Object location annotation rows:
*-*-*
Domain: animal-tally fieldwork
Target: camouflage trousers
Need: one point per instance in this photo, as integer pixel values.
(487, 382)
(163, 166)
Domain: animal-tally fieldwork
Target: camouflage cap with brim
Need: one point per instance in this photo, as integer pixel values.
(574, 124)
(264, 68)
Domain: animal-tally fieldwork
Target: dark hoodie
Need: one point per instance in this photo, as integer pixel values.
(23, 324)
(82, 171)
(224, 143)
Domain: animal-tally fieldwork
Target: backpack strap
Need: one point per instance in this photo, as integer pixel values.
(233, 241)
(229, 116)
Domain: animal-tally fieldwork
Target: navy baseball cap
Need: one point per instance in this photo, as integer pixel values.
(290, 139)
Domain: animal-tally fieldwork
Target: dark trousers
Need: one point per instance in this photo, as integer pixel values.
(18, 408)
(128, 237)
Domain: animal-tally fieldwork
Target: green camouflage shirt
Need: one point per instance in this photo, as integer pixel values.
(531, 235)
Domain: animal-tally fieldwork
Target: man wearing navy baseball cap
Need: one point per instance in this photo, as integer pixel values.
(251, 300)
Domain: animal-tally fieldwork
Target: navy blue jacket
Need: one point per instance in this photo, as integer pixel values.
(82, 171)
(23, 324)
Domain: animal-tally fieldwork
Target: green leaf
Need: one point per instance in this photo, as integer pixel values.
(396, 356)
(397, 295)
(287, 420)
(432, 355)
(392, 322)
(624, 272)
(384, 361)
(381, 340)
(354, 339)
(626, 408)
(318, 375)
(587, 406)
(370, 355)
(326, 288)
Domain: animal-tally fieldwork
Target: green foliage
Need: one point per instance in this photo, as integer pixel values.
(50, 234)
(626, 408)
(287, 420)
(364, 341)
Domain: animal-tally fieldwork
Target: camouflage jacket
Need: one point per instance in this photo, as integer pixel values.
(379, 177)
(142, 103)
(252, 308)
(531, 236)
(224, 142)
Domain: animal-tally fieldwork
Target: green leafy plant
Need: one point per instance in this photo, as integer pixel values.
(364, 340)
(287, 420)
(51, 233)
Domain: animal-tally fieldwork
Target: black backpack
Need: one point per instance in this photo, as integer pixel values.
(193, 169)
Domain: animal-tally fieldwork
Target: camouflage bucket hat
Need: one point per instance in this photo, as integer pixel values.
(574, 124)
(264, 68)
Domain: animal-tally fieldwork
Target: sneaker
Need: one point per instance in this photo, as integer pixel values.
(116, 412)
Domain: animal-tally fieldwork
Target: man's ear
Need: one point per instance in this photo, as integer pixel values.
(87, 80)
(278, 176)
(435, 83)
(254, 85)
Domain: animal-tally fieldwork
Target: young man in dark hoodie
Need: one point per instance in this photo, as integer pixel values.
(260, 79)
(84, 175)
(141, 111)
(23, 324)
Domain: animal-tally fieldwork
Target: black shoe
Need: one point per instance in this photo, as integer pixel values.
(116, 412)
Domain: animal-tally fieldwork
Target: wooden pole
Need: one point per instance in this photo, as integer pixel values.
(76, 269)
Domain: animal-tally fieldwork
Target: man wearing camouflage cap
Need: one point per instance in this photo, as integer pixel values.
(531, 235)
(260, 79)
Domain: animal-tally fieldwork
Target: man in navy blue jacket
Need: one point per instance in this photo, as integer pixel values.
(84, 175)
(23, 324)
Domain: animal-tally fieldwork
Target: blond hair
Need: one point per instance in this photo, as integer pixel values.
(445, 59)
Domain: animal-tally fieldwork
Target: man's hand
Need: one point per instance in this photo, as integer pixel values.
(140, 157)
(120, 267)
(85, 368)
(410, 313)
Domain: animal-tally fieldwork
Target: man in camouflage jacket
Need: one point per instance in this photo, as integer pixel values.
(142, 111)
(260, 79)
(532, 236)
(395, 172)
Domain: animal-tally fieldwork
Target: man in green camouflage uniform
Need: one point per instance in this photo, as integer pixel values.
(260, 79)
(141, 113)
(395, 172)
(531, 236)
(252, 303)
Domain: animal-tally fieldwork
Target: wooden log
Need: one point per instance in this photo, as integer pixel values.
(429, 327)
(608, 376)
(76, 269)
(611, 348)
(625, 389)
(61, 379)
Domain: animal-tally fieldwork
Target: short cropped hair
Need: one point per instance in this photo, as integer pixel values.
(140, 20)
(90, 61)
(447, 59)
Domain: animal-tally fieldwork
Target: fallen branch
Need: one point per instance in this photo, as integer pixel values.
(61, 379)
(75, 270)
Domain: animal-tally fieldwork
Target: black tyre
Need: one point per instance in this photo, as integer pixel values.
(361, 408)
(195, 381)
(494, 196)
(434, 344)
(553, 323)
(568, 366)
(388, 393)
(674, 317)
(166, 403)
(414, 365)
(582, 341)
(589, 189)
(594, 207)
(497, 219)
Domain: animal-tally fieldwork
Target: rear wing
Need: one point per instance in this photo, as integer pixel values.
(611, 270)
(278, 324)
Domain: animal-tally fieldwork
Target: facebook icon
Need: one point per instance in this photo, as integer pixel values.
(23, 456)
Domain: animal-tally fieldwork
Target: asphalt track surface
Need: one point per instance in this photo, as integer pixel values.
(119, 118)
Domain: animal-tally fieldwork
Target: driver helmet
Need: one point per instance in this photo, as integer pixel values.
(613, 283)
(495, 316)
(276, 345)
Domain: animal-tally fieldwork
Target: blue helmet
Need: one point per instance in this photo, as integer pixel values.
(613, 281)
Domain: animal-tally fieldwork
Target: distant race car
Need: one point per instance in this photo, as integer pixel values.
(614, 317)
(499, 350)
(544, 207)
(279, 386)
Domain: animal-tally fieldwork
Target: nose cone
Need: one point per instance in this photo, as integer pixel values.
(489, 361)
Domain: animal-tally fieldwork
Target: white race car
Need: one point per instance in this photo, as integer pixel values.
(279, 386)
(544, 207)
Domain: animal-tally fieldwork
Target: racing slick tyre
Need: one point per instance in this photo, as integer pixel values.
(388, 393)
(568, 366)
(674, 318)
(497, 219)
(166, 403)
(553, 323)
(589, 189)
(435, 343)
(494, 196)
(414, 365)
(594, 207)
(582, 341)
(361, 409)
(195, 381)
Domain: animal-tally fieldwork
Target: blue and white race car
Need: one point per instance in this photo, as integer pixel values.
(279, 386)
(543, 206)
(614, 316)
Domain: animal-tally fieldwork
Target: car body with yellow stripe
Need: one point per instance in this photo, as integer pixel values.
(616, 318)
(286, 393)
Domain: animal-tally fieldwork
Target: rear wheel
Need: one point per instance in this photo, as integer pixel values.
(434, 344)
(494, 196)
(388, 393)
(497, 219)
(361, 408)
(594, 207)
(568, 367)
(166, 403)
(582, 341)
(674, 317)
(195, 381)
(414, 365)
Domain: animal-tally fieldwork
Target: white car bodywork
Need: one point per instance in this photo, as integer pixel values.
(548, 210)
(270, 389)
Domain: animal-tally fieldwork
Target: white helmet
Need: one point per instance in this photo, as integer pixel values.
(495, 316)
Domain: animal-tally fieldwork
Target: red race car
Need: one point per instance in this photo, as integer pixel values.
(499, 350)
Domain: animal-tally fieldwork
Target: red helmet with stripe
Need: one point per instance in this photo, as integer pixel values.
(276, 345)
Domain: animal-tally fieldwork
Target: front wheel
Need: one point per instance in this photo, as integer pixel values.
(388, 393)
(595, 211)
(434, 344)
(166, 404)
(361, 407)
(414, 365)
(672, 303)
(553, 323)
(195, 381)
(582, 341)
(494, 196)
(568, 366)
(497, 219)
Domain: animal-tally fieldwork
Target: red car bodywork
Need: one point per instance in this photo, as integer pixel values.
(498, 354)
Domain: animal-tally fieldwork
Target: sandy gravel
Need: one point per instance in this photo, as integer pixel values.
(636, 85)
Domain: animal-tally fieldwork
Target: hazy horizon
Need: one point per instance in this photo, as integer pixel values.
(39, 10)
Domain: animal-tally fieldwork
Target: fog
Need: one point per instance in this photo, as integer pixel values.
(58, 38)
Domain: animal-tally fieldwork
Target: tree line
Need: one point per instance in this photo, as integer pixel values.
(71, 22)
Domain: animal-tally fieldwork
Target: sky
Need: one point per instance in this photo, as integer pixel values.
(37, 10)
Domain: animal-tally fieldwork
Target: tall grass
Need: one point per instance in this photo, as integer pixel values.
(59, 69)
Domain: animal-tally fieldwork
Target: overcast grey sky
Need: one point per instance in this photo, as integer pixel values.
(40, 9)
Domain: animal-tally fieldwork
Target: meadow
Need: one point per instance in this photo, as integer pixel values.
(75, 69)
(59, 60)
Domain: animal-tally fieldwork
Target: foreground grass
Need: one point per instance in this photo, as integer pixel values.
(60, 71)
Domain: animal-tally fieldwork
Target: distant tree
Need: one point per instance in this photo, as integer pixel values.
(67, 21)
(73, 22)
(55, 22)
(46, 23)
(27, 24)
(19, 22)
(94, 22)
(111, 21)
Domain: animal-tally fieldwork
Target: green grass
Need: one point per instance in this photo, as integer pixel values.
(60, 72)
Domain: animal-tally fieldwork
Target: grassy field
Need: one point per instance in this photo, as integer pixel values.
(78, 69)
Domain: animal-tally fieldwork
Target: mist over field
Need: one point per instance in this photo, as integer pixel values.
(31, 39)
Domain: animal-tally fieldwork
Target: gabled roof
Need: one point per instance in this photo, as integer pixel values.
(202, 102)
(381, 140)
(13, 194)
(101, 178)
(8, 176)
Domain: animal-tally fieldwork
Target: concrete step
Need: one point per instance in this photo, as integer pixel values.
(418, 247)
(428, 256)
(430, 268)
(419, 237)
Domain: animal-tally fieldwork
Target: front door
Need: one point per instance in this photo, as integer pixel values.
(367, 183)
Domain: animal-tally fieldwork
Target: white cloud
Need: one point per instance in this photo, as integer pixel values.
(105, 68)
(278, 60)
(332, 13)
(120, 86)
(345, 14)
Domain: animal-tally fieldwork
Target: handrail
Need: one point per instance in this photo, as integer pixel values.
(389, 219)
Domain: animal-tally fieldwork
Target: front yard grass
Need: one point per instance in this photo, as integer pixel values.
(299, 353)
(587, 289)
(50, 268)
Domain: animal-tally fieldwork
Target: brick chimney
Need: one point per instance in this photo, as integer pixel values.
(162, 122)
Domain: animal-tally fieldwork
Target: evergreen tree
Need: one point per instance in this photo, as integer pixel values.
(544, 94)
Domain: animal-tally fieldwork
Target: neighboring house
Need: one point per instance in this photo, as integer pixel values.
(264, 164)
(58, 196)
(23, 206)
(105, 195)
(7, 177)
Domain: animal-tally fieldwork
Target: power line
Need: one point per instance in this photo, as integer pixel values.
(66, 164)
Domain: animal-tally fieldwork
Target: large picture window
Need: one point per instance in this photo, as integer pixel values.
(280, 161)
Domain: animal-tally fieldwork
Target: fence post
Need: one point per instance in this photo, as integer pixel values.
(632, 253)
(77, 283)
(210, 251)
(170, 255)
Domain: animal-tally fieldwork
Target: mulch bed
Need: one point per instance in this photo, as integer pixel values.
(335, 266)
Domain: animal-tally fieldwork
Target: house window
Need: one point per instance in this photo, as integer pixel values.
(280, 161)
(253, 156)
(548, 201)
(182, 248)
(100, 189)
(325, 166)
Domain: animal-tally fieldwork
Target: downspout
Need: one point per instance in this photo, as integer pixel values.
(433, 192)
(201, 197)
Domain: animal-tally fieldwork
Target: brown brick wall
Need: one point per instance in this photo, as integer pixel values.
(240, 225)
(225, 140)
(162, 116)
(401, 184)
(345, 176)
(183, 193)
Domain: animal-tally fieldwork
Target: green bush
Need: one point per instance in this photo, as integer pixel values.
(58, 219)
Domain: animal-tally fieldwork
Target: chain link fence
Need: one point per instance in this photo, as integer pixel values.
*-*-*
Problem requirements: Count the lines in the rows above that contain the string "jacket", and give only that number.

Response to this task: 4